··· Data section

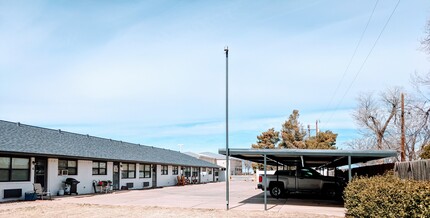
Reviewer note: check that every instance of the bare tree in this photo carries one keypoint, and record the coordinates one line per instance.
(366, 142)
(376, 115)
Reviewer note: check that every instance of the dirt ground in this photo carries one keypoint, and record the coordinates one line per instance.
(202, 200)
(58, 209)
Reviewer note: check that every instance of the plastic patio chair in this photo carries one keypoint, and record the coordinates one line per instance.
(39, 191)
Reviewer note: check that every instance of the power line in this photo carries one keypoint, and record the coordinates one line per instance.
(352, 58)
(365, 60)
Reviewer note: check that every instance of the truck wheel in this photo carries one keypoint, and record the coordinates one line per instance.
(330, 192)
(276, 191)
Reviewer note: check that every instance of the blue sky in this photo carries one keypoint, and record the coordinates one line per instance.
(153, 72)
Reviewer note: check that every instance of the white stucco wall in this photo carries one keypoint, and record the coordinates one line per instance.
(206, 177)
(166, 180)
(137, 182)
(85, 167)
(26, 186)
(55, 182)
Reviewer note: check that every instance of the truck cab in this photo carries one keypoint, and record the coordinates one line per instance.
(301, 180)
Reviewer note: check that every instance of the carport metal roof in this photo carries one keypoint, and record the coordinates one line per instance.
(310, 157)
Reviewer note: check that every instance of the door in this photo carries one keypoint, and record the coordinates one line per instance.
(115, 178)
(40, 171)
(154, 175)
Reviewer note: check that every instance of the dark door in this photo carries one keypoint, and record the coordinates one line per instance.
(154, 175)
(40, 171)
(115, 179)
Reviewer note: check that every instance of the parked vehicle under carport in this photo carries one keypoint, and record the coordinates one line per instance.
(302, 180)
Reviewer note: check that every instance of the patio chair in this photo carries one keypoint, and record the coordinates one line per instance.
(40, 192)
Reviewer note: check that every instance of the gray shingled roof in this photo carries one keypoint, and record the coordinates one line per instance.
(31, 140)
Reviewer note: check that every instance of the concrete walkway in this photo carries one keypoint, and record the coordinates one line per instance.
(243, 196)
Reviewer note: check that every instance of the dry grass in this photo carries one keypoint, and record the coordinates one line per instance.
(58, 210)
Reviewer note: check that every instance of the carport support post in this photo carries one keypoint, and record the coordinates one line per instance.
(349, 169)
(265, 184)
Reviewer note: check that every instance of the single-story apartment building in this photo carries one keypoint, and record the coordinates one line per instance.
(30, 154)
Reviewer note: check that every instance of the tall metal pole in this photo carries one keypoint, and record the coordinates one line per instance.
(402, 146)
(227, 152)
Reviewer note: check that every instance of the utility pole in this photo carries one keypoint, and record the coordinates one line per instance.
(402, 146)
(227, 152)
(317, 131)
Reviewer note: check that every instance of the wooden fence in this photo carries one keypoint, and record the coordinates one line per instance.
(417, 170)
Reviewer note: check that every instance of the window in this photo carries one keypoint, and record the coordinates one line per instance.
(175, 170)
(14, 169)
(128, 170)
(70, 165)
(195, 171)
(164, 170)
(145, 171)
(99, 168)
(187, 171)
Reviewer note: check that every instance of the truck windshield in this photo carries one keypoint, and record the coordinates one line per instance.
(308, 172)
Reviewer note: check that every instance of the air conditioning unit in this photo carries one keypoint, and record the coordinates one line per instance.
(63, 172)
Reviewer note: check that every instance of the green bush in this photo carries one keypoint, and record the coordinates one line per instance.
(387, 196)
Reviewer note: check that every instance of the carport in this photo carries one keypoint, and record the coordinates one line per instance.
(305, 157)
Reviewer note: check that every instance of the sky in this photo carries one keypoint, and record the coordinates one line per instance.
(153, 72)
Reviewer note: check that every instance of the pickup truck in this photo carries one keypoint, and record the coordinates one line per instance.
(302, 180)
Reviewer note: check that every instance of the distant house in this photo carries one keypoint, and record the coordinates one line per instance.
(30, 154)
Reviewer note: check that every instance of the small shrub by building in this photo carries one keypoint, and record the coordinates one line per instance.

······
··· Data section

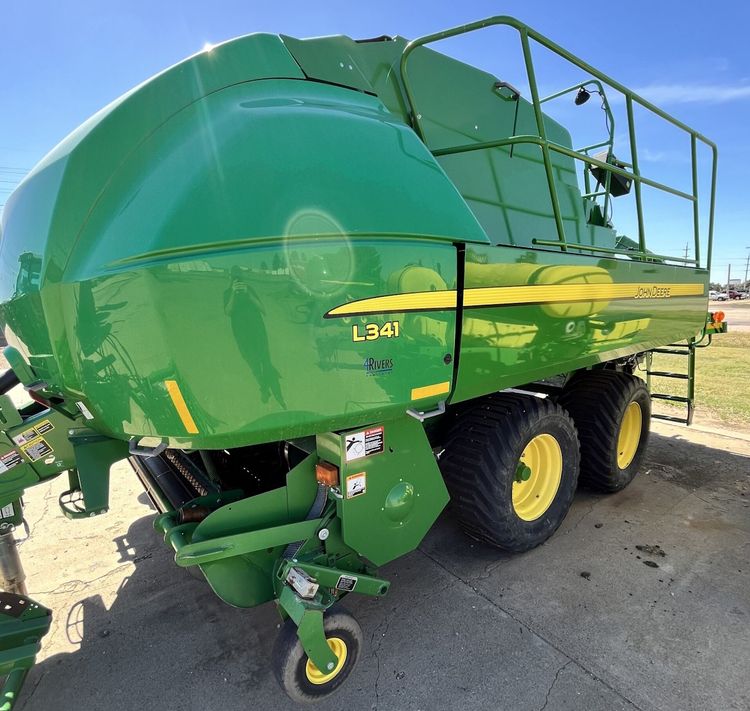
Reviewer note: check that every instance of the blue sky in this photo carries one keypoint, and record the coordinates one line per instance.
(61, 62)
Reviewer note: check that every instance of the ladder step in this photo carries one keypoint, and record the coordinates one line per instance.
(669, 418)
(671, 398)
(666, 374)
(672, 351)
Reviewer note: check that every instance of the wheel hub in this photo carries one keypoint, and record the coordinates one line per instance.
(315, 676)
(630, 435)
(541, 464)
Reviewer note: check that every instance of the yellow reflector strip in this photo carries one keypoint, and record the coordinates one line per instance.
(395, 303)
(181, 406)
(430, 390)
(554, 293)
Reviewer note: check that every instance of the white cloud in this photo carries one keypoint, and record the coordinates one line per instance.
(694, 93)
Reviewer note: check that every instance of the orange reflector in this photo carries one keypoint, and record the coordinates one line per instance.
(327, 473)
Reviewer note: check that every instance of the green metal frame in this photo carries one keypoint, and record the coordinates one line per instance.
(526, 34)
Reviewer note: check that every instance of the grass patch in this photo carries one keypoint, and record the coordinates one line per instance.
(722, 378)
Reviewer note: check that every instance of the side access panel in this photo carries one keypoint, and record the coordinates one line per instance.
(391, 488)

······

Identify each line in the entries above that includes the string "reflector", and copy every such line in full.

### Exercise output
Reviewer note: check that every instance of the yellow reflector strip in this photo carries one keypoint, and record the coordinates one line per instance.
Reviewer note: check that every instance of the orange reflector in this photo carries one keypoint, and record the coordinates one line per instance.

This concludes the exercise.